== What is expected ==
Look below for the line containing "Target: water puddle" and the line containing "Target: advertising sticker on pole", then set down both and every line between them exactly, without pictures.

....................

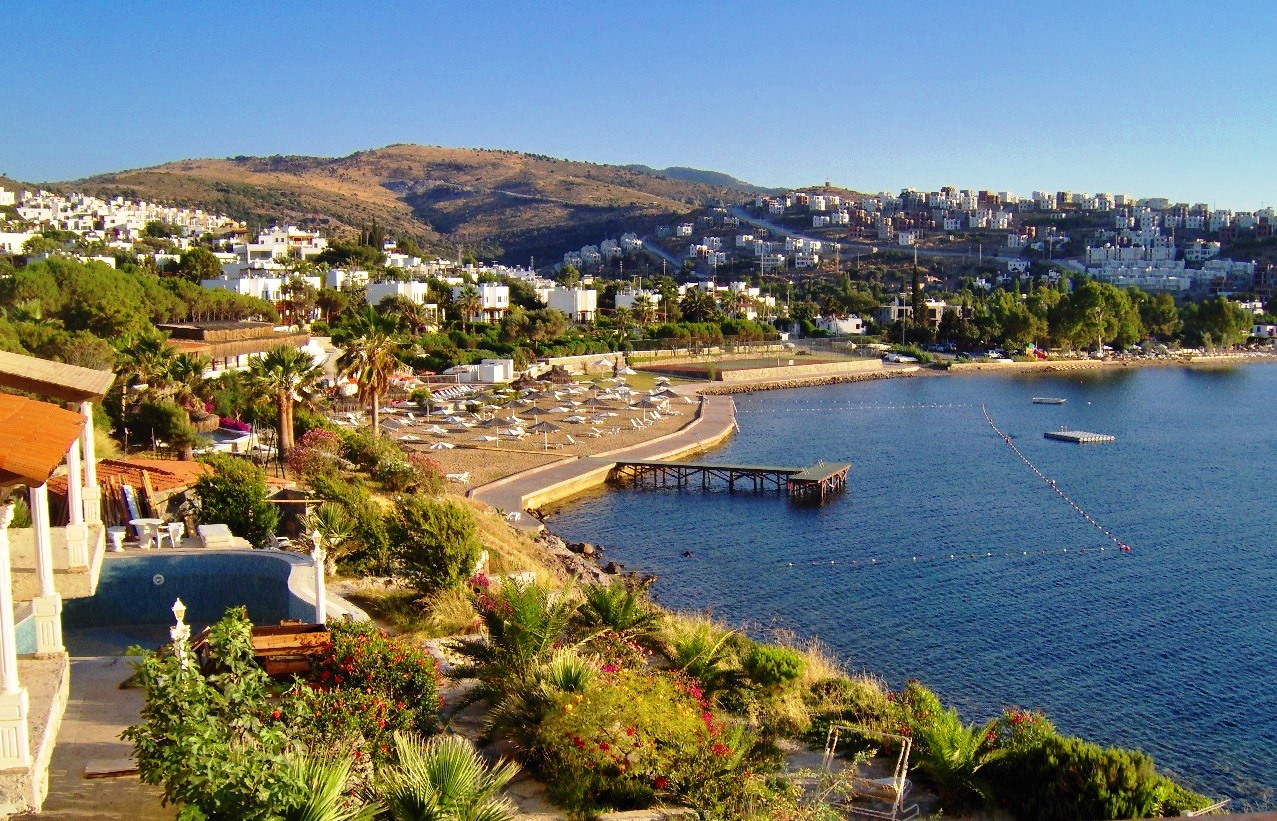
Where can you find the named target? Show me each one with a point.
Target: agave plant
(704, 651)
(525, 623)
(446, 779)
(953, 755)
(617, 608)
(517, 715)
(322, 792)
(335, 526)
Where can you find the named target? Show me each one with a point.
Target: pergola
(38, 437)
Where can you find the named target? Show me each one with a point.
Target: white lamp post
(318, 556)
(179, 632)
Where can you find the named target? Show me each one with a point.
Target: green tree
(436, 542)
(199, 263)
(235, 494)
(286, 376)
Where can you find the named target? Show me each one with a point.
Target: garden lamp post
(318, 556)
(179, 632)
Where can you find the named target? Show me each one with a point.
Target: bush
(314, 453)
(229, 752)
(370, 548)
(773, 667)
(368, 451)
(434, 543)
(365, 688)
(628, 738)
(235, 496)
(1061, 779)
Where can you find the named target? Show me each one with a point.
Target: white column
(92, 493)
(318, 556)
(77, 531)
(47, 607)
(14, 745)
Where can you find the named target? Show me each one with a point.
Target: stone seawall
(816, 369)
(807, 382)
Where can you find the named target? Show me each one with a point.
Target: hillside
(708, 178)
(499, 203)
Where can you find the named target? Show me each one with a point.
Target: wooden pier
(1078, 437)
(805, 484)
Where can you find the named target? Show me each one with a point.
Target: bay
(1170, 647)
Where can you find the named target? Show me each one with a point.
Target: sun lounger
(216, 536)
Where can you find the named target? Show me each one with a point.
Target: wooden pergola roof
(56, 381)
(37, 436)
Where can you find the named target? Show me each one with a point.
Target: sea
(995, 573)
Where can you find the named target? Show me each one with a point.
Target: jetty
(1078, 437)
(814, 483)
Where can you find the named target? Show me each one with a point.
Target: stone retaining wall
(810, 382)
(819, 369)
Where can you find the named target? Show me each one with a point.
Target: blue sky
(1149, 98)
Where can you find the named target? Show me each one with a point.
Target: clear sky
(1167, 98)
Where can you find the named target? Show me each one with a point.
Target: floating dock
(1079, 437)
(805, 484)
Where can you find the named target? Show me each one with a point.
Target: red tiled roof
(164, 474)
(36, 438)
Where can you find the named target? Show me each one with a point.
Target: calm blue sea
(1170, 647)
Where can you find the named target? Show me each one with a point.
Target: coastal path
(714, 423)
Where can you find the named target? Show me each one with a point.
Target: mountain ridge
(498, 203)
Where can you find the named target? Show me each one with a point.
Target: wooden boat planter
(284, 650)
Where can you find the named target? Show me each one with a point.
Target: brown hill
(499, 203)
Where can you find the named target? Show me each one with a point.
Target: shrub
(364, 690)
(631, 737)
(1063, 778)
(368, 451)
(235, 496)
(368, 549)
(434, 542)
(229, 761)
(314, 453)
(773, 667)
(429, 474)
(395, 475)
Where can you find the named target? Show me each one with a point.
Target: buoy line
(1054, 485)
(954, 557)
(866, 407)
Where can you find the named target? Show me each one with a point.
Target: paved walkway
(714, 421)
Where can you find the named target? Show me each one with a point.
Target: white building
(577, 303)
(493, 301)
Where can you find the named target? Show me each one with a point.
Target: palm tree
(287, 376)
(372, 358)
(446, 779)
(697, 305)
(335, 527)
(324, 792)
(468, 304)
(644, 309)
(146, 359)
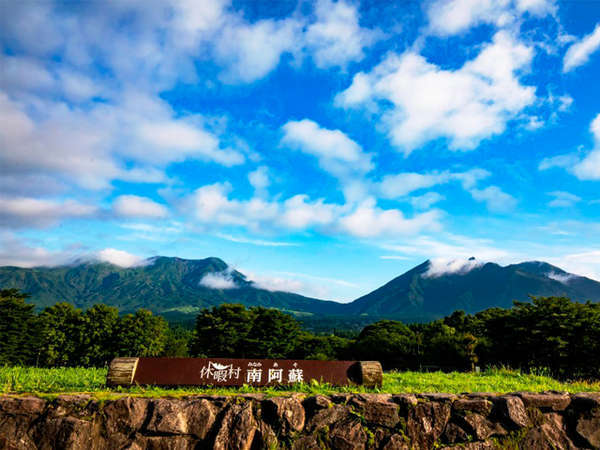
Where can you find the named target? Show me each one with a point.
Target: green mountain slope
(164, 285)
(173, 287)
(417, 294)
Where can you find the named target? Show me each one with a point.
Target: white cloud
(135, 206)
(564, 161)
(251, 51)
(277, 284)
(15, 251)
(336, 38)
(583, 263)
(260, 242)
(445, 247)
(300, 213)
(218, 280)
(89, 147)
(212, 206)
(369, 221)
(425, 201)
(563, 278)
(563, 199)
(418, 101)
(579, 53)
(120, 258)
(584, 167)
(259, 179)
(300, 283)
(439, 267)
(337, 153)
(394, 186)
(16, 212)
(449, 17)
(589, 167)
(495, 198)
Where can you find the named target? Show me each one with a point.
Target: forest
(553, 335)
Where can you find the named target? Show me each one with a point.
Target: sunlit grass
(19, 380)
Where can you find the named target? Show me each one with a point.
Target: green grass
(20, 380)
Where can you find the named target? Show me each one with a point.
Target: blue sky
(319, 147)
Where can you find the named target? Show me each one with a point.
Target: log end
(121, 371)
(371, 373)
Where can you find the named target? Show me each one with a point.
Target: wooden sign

....................

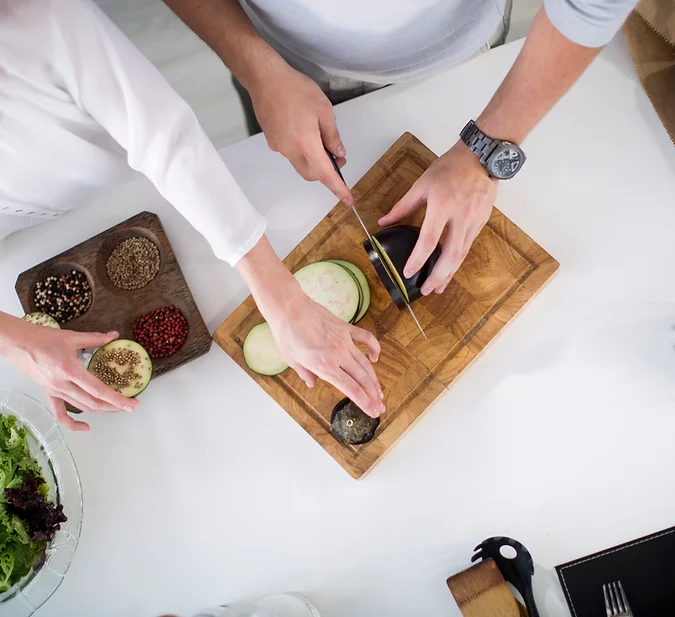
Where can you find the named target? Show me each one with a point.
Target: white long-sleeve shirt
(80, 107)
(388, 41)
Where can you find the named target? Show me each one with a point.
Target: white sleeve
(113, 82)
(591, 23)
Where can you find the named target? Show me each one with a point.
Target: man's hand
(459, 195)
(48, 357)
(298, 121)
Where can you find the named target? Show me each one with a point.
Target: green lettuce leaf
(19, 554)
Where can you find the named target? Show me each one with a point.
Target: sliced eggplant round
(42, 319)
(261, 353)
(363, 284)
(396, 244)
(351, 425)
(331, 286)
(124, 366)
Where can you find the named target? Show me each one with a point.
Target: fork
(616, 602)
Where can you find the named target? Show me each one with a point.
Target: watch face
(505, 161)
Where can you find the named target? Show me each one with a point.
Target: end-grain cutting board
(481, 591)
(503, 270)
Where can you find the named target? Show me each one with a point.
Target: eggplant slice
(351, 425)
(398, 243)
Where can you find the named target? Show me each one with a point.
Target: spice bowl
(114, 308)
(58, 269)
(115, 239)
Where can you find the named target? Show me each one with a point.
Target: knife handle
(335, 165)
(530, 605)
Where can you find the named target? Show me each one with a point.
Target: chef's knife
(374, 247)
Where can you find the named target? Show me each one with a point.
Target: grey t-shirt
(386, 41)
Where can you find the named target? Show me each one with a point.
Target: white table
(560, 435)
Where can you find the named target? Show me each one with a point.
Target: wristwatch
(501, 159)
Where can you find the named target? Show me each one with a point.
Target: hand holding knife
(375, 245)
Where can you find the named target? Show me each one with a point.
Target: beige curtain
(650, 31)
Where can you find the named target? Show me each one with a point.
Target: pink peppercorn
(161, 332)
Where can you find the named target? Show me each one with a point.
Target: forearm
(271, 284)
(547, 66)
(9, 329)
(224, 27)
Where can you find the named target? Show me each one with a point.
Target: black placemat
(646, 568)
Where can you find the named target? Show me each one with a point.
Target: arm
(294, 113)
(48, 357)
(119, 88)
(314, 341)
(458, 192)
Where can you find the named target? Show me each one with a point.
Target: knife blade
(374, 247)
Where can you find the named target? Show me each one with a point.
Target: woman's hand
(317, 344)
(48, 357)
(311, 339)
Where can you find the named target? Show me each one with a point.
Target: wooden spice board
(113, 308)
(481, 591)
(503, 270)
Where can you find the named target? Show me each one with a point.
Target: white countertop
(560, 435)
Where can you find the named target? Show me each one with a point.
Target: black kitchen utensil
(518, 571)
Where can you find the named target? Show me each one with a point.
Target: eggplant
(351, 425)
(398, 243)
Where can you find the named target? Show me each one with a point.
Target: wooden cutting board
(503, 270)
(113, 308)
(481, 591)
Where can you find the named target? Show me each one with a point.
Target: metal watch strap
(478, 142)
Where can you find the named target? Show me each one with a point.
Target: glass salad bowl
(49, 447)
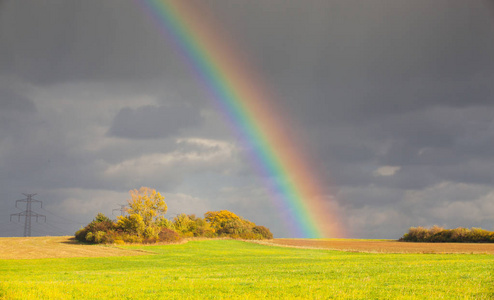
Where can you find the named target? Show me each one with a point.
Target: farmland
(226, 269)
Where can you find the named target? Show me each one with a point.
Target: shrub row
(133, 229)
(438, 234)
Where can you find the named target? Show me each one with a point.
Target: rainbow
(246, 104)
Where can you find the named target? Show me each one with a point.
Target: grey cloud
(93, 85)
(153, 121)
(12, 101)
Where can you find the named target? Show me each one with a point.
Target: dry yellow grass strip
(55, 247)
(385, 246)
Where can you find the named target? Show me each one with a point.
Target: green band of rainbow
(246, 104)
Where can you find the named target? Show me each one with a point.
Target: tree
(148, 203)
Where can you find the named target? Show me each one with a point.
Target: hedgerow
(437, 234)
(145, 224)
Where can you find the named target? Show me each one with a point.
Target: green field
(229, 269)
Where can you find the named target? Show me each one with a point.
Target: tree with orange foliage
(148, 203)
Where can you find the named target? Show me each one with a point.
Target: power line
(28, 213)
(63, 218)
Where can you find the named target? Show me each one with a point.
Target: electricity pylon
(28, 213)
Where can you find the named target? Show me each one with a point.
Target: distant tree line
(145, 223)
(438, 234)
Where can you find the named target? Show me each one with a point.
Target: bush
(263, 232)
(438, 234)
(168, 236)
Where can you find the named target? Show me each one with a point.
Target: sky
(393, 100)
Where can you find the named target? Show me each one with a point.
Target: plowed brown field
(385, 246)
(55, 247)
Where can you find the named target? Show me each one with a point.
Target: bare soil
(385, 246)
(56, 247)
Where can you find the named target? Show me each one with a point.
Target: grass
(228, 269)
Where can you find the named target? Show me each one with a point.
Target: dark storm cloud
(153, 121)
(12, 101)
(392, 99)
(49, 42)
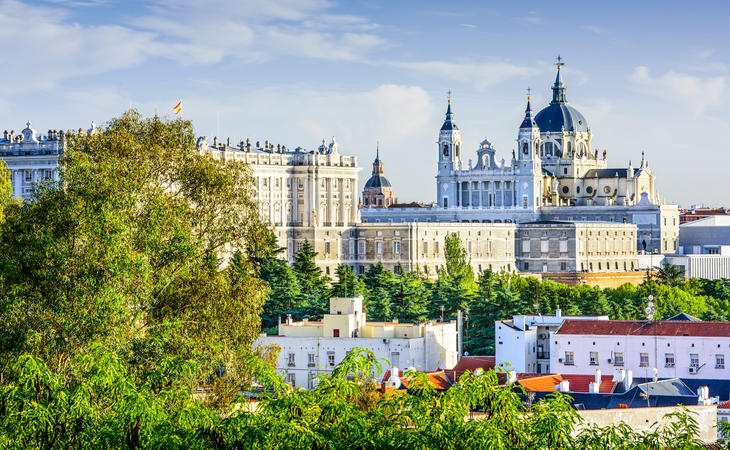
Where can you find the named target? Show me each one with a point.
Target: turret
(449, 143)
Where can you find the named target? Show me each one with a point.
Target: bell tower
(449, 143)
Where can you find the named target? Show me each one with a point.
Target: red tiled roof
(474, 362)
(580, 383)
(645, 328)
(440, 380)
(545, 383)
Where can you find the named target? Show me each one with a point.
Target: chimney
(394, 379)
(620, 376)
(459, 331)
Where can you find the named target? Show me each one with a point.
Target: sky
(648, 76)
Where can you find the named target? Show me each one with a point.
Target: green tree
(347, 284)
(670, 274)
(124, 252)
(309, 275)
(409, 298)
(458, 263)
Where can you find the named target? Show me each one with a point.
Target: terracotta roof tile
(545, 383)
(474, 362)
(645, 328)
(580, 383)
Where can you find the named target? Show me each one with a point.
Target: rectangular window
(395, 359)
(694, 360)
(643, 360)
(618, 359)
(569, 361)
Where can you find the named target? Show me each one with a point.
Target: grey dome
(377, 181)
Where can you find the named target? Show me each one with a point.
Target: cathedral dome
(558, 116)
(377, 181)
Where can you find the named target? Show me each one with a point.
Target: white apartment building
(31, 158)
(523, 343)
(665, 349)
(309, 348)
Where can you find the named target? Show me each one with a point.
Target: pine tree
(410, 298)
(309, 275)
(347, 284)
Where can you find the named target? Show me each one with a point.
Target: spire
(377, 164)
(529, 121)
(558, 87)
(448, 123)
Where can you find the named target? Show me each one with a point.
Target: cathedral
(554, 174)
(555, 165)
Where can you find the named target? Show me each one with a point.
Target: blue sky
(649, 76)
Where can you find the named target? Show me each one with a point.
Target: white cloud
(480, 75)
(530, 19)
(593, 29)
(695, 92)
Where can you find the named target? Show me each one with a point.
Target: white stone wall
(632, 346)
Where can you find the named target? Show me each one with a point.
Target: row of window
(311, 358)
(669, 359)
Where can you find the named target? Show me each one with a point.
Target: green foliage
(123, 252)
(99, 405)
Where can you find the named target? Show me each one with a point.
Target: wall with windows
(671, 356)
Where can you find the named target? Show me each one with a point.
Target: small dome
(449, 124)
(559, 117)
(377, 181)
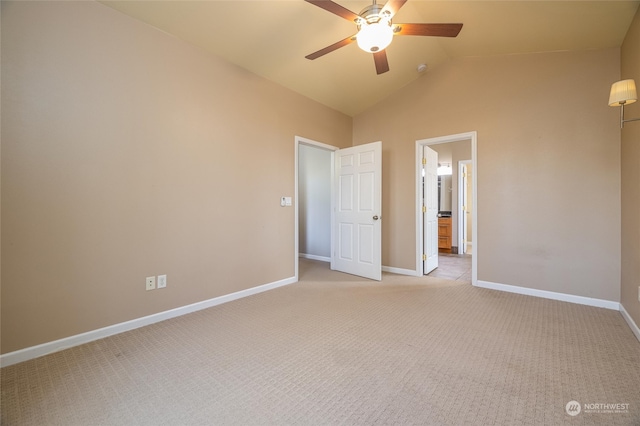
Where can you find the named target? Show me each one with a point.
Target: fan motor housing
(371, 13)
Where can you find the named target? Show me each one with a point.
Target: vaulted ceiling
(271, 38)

....................

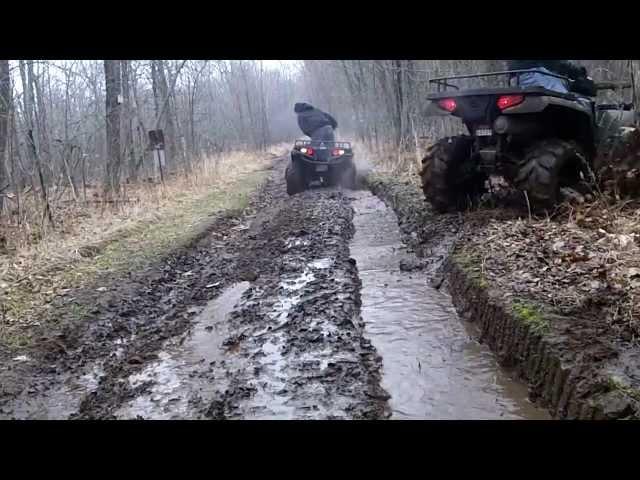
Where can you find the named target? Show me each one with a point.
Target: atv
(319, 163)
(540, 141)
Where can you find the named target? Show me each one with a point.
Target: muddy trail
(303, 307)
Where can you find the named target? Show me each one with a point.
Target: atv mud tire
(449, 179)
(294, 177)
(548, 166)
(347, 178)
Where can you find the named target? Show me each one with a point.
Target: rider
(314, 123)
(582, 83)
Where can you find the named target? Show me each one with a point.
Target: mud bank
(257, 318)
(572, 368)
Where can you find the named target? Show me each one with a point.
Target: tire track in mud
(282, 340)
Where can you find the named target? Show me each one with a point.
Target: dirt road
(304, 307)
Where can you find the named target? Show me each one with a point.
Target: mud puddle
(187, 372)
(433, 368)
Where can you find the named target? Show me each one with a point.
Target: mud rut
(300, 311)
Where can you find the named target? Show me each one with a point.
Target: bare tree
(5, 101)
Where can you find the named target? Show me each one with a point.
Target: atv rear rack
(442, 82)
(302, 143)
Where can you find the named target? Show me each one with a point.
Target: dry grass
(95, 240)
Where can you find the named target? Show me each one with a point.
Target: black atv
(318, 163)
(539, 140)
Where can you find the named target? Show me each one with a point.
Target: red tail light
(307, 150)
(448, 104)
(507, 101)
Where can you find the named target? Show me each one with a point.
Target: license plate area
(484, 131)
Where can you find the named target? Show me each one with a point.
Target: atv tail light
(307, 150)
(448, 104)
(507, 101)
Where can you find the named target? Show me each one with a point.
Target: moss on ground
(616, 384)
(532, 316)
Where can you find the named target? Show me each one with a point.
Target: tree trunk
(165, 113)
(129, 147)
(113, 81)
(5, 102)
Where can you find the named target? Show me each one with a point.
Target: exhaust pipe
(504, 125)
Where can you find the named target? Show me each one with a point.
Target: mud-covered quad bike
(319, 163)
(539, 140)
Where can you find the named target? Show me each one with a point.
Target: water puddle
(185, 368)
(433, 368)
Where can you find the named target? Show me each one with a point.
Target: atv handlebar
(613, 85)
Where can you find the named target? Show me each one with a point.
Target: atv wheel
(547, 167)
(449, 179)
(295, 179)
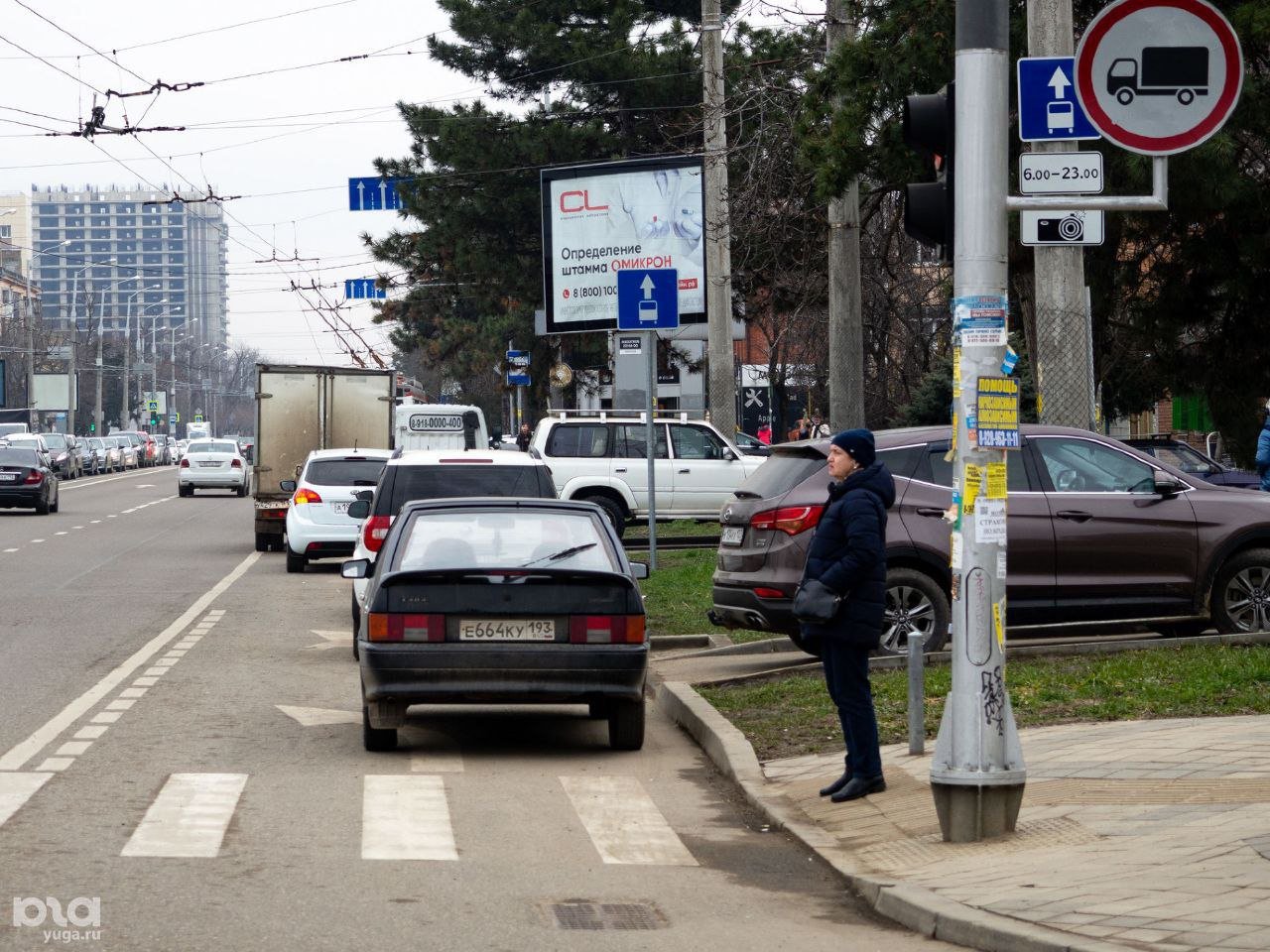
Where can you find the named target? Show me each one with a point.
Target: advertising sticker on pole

....................

== Your response ==
Target: water puddle
(185, 368)
(433, 368)
Where can you find the named target? Show me each one with a point.
Target: atv handlebar
(613, 85)
Where can you find the named target? Show me each one with a point.
Target: atv wheel
(547, 167)
(449, 179)
(295, 179)
Where can you find the named target? Show me each one with a point.
Target: advertising sticker on pole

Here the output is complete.